***** EXTRACT TO READ

Re: [DISCUSS] Moving towards a branch-2 line that can get the 'stable' pointer.

Posted by Andrew Purtell <ap...@apache.org>.
Sorry, let me add... Check all the boxes on that list and I'm +1 for moving
the stable pointer (modulo some time to pound on the candidate to really
put it through its paces, like two weeks of chaos...)

On Thu, Jan 17, 2019 at 8:28 PM Andrew Purtell <ap...@apache.org> wrote:

> I do not believe we should move the stable pointer to any 2.x until HBCK2
> is feature complete. We can discuss what that milestone should look like.
> At a minimum, I think we need:
>
>    - Rebuild meta from region metadata in the filesystem, aka offline
>    meta rebuild.
>    - Fix assignment errors (undeployed regions, double assignments (yes,
>    should not be possible), etc)
>    - Fix region holes, overlaps, and other errors in the region chain
>    - Fix failed split and merge transactions that have failed to roll
>    back due to some bug (related to previous)
>    - Enumerate store files to determine file level corruption and
>    sideline corrupt files
>    - Fix hfile link problems (dangling / broken)
>
> This is a list of the real problems I have had to fix in production at
> least once (in the past 10 years...).

**********

WORK TO BE COMPLETED -> Write the next few lines of the mailing-list reply about moving the stable pointer to a branch-2 line, starting after its last sentence.

***** DATASET SECTION

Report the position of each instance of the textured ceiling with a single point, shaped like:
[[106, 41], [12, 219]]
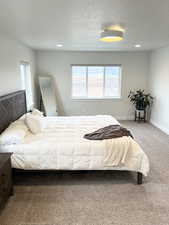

**********

RESPONSE FOR THIS EXERCISE ->
>
> On Thu, Jan 17, 2019 at 8:19 PM 张铎(Duo Zhang) <pa...@gmail.com>
> wrote:
>
>> There are still lots of small new features which we want to integrate into
>> branch-2 so I'm -1 on making release directly from branch-2. Backporting
>> at
>> once before release is a pain I'd say, I've tried this many times
>> recently,
>> as we have to follow up the community version...Let's make a branch-2.2
>> when we want to release 2.2.0, and maybe also retire the branch-2.0?
>>
>> For the stable pointer, I think 2.1.x maybe a good candidate? Though we
>> know that we may still have some bugs for the AMv2, but actually we all
>> know that the AMv1 for all the branch-1.x also has lots of bugs, that's
>> why
>> hbck is very important.
>>
>> And also +! on making progress on HBCK2, we need to port he useful
>> features
>> of HBCK1 to HBCK2. There is no software can guarantee that there is no
>> bug,
>> so FWIW we should have a way to fix broken clusters.
>>
>> Sean Busbey <bu...@apache.org> 于2019年1月18日周五 上午11:47写道:
>>
>> > There are a few related topics I'd like to discuss and I figured this
>> > subject line is the most likely to get a bit of attention. :)
>> >
>> > First, I'd like us all to get on the same page wrt the current state
>> > of branch-2. Personally, I don't think it can be released as-is with a
>> > 2.y version because folks can't rolling upgrade from 2.0 or 2.1 to it
>> > due to the current implementation of HBASE-20881. As Duo has mentioned
>> > a couple of times, folks have to ensure there are no region
>> > transitions around during the upgrade. I think that will be
>> > prohibitive for folks looking to upgrade. What do other folks think?
>> >
>> > Second, I think our recent discussions around the need for shifting to
>> > more minor releases for HBase 1.y also applies to the 2.y branches.
>> > branch-2 hasn't had a release since 2.1.0 came out in July 2018.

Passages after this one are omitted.